● **Problem**
In the data file below, how many lines contain the string "runner"? Reply with the number alone.

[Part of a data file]
<<<<
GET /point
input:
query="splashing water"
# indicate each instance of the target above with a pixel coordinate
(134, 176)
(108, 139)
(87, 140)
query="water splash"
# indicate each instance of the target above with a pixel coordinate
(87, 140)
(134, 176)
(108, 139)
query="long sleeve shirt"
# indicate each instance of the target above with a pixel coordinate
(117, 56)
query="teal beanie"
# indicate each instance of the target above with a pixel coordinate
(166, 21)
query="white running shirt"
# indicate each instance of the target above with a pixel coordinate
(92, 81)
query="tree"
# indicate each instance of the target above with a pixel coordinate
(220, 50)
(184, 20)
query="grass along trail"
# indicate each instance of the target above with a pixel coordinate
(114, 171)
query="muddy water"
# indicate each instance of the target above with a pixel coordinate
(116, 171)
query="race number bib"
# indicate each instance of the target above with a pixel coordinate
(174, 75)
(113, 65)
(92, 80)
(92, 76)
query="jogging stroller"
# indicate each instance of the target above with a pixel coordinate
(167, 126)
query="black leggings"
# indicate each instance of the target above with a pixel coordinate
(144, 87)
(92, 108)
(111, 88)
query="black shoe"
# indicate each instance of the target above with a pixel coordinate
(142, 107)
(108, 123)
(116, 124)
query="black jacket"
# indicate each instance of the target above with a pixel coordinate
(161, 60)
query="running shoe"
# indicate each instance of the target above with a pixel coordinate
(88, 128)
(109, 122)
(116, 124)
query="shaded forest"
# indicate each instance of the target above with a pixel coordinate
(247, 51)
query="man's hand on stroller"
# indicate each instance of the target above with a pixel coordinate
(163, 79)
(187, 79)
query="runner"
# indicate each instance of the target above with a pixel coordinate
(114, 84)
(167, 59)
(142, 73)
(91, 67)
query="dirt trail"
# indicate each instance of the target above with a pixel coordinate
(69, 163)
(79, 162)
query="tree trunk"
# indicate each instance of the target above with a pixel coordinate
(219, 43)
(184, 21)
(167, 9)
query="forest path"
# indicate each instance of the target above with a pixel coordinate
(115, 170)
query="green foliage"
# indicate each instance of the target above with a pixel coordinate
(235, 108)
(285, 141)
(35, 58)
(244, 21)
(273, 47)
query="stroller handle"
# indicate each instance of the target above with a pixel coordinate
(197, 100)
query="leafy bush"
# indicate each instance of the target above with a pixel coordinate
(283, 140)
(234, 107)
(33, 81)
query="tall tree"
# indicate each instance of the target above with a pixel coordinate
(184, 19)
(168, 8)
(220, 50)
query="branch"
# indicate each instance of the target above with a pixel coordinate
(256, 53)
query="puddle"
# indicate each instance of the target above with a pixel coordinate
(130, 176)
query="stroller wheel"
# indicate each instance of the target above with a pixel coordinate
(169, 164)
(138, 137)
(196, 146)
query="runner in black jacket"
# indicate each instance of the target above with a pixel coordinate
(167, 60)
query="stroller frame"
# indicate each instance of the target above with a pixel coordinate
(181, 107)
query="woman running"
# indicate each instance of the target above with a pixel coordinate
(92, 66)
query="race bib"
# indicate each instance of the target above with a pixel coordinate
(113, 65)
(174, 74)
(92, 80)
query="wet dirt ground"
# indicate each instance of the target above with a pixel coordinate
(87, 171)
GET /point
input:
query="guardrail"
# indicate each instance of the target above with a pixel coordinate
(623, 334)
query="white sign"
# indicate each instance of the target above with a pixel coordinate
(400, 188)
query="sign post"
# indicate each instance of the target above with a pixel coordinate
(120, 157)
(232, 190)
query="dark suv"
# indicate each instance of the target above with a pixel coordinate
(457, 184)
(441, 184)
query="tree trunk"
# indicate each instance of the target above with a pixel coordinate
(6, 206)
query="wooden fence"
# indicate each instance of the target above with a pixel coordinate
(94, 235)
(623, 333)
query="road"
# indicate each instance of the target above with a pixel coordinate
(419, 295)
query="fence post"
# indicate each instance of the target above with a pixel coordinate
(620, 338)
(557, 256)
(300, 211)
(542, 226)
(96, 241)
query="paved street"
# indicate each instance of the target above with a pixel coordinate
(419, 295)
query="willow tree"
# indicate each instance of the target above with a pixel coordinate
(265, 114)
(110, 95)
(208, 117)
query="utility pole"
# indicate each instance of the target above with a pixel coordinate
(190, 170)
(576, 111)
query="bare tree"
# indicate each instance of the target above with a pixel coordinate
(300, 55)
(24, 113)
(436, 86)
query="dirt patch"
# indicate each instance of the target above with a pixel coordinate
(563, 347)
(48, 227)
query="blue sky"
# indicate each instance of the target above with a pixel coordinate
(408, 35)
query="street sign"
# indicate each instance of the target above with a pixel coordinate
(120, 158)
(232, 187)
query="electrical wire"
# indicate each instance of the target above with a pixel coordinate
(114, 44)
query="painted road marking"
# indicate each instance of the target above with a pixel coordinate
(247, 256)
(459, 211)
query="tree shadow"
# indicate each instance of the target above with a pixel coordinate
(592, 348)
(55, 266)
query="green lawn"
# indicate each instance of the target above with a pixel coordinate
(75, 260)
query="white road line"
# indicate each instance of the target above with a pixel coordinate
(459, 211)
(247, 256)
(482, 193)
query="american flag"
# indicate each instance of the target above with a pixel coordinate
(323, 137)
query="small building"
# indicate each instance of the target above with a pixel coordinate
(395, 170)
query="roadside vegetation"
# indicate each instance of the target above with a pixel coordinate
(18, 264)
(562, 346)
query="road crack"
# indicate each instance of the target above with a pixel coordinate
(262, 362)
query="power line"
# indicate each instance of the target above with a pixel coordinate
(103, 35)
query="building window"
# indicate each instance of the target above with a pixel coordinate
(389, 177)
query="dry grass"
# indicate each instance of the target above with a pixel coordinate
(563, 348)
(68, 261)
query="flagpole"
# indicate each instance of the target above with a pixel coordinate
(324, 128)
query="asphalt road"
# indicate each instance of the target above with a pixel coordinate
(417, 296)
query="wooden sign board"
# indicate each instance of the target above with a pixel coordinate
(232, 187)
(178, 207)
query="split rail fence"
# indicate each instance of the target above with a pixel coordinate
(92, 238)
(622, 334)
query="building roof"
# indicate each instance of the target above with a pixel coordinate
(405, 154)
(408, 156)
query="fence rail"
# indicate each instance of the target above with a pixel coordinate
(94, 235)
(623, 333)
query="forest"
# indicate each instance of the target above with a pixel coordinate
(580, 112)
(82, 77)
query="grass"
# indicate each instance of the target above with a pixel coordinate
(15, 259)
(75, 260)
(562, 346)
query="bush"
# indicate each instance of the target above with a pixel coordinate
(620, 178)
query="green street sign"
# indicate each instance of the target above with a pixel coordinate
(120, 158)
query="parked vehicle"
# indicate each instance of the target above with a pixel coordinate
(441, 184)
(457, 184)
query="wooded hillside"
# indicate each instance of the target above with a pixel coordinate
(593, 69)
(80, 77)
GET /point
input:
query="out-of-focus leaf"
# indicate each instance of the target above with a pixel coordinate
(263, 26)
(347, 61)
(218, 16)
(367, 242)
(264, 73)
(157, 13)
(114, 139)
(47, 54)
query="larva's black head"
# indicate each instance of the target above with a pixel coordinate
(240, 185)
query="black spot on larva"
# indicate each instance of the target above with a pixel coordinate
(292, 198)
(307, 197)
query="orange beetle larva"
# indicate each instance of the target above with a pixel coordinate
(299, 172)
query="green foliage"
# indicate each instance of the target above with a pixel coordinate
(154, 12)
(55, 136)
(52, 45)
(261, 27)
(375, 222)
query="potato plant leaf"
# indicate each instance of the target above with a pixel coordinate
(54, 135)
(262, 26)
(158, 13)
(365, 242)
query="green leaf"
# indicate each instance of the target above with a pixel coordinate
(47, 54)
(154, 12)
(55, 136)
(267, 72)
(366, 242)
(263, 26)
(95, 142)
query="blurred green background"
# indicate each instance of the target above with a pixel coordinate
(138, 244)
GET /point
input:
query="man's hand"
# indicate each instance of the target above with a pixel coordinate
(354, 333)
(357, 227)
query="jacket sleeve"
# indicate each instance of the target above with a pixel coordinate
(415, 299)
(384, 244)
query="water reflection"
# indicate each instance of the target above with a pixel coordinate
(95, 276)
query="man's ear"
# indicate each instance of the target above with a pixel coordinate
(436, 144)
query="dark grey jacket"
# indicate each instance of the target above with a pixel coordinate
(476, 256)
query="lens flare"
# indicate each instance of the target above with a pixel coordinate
>>>>
● **Final result**
2